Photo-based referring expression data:
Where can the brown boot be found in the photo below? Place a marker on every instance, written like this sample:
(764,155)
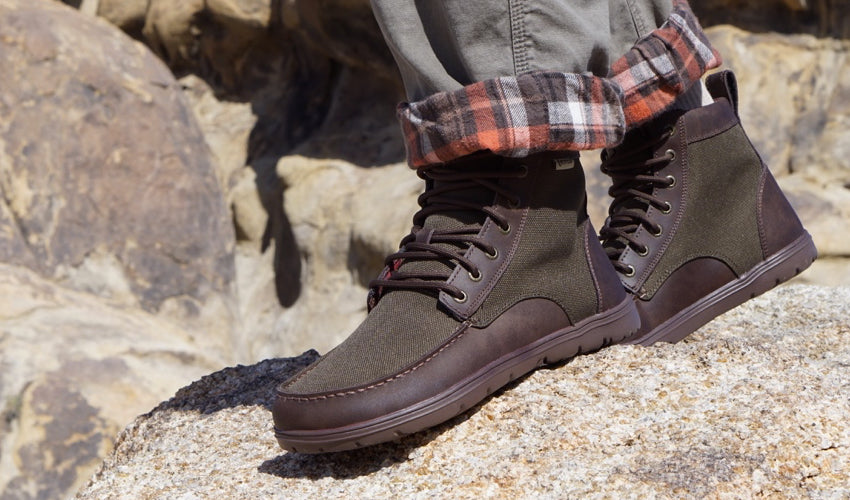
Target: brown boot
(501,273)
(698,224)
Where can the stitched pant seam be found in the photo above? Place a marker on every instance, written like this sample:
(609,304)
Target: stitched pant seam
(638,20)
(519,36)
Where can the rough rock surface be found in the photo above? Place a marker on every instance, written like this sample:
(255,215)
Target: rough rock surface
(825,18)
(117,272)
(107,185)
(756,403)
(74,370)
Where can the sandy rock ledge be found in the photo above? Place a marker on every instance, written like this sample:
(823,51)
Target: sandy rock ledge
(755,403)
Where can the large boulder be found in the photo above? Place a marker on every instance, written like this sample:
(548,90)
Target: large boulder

_What this task involves_:
Could you quote, exactly as they appear, the line containing "Target: sandy rock ledge" and every line after it to the end of the records above?

_Answer section_:
Target: sandy rock ledge
(755,403)
Where can the large boulder be found in the photo above? Place a marker on every instance, written like this sample:
(548,90)
Target: large boulder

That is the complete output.